- Ihre Aufgabe:
Skalieren Sie in den Antworten jede Koordinate der Begrenzungsrahmen mit dem Faktor 1,25 und runden Sie auf ganze Zahlen, wobei Hälften aufgerundet werden, und zwar beginnend mit der Zeile, die "Box the pine" enthält, bis einschließlich zum Ende der Auflistung. Geben Sie nur diese Zeilen vollständig wieder, die Anweisungen eingeschlossen.

- Verfügbare Daten:

==================================================

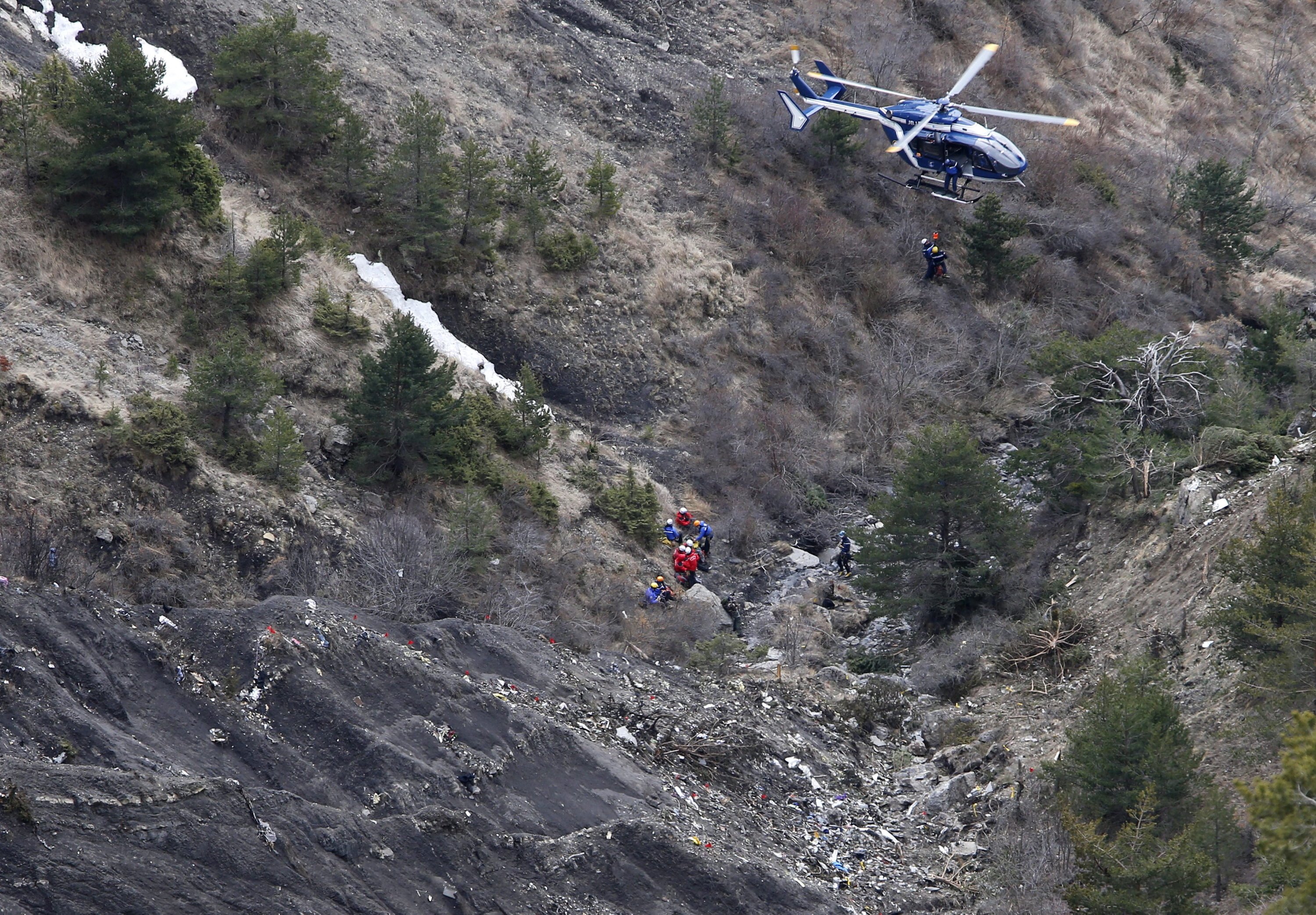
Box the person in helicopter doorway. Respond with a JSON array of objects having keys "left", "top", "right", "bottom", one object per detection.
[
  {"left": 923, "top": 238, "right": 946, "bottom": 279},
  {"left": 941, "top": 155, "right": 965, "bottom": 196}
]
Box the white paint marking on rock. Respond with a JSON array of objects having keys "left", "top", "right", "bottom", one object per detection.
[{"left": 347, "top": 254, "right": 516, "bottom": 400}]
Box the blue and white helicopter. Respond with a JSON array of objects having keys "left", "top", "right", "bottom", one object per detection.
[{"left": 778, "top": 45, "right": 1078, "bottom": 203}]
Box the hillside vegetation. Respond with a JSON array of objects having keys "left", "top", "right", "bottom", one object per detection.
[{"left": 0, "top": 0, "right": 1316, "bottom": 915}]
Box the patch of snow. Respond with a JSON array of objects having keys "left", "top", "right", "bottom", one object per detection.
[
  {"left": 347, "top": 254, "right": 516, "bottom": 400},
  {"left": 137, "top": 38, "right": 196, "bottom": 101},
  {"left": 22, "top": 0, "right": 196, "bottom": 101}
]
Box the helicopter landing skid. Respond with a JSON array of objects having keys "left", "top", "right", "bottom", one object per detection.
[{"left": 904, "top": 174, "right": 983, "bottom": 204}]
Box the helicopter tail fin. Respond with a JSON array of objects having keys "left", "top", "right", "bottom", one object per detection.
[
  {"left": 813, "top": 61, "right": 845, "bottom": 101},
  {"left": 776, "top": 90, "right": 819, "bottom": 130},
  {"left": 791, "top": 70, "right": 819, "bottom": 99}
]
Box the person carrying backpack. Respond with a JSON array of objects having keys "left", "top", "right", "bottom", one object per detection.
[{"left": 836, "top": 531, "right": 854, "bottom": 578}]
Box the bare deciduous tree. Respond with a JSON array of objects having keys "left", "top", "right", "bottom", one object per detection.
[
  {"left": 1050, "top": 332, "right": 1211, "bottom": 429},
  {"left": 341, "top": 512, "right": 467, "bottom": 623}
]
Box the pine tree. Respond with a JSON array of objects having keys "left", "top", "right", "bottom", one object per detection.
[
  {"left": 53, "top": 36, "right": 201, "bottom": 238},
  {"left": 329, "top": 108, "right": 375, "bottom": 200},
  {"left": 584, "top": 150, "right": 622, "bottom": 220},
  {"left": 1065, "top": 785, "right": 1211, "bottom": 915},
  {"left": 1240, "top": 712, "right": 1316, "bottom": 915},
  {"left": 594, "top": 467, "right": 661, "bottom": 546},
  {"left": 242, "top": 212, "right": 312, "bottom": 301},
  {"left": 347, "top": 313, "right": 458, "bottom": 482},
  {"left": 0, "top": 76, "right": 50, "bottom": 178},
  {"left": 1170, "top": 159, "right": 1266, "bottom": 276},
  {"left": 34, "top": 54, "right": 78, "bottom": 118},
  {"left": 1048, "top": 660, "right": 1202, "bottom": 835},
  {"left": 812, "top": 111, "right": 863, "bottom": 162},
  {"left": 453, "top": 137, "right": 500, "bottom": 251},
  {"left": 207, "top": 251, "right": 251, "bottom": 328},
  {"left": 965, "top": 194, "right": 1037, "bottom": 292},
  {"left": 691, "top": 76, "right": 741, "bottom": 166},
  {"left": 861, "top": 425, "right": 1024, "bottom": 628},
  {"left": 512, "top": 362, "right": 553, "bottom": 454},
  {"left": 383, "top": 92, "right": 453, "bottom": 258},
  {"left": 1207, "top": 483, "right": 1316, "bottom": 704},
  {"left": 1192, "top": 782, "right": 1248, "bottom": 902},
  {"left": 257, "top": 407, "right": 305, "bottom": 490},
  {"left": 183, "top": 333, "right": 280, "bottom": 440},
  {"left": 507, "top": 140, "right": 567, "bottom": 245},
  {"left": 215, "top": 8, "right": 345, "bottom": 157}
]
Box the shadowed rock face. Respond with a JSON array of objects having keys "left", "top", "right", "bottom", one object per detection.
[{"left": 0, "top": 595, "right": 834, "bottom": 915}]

==================================================

- Das Ergebnis:
Box the pine tree. Respond with a JSON array of objects having keys "left", "top", "right", "bottom", one object per detection.
[
  {"left": 66, "top": 45, "right": 251, "bottom": 298},
  {"left": 411, "top": 135, "right": 469, "bottom": 250},
  {"left": 730, "top": 188, "right": 778, "bottom": 275},
  {"left": 1331, "top": 981, "right": 1514, "bottom": 1144},
  {"left": 1550, "top": 890, "right": 1645, "bottom": 1144},
  {"left": 743, "top": 584, "right": 826, "bottom": 683},
  {"left": 303, "top": 265, "right": 390, "bottom": 376},
  {"left": 434, "top": 391, "right": 573, "bottom": 603},
  {"left": 0, "top": 95, "right": 63, "bottom": 223},
  {"left": 1463, "top": 199, "right": 1583, "bottom": 345},
  {"left": 43, "top": 68, "right": 98, "bottom": 148},
  {"left": 1310, "top": 825, "right": 1503, "bottom": 1044},
  {"left": 1015, "top": 139, "right": 1079, "bottom": 203},
  {"left": 566, "top": 171, "right": 625, "bottom": 314},
  {"left": 259, "top": 314, "right": 314, "bottom": 410},
  {"left": 1206, "top": 243, "right": 1296, "bottom": 365},
  {"left": 864, "top": 95, "right": 926, "bottom": 208},
  {"left": 1076, "top": 531, "right": 1280, "bottom": 785},
  {"left": 640, "top": 453, "right": 691, "bottom": 568},
  {"left": 479, "top": 115, "right": 566, "bottom": 323},
  {"left": 1509, "top": 604, "right": 1645, "bottom": 880},
  {"left": 1490, "top": 978, "right": 1560, "bottom": 1128},
  {"left": 321, "top": 509, "right": 381, "bottom": 613},
  {"left": 229, "top": 416, "right": 350, "bottom": 550},
  {"left": 634, "top": 175, "right": 709, "bottom": 306},
  {"left": 269, "top": 10, "right": 431, "bottom": 196}
]
Box the shadowed rock face. Respond with a JSON array of objects having keys "left", "top", "right", "bottom", one object per detection.
[{"left": 0, "top": 744, "right": 1043, "bottom": 1144}]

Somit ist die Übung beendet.